Recast the part of the listing below that runs from the line with "Exercise. Indicate with a point every instance of the night" up to and including the line with "x=523, y=91" as a numbered list, leaving out any blank lines.
----- Information supplied -----
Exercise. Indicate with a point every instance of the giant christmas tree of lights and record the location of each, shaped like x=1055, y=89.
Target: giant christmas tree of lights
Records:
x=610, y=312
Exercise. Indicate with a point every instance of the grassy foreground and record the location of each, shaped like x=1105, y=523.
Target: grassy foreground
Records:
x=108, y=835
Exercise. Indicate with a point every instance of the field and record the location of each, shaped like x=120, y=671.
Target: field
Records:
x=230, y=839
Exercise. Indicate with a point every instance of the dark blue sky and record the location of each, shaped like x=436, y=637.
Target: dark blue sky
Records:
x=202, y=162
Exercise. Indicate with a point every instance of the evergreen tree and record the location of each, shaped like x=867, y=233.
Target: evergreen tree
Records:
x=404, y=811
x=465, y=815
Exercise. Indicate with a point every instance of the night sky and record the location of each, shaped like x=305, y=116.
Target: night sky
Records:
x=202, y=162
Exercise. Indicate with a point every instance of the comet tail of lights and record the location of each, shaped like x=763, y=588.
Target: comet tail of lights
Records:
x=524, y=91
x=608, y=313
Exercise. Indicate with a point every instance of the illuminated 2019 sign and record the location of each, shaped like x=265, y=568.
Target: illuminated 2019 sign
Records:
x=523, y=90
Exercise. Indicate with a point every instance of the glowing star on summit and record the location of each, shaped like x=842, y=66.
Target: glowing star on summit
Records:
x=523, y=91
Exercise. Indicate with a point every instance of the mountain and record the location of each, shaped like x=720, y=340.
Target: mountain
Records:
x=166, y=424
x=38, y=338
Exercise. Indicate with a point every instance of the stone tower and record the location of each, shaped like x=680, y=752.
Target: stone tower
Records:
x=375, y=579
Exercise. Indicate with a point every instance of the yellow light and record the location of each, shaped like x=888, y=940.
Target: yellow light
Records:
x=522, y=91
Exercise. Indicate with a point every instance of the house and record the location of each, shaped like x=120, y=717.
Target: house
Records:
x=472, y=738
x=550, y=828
-----
◆ Response to this task
1. Exercise. Indicate with a point every instance of the night sky and record the location of each, shaped like x=305, y=116.
2. Target: night sky
3. Records:
4. x=202, y=162
5. Exercise. Indicate with a point every instance of the comet tail of lights and record the location of each, shaped like x=763, y=588.
6. Target: comet tail of lights
7. Records:
8. x=524, y=91
9. x=608, y=313
10. Exercise. Indicate with a point every instance of the illuminated 2019 sign and record the location of each, shaped like x=265, y=568.
11. Target: illuminated 2019 sign
12. Records:
13. x=523, y=90
14. Exercise. Indicate with a point every instance of the glowing star on summit and record the location of each, shaped like x=842, y=66.
15. Target: glowing star on summit
16. Records:
17. x=523, y=91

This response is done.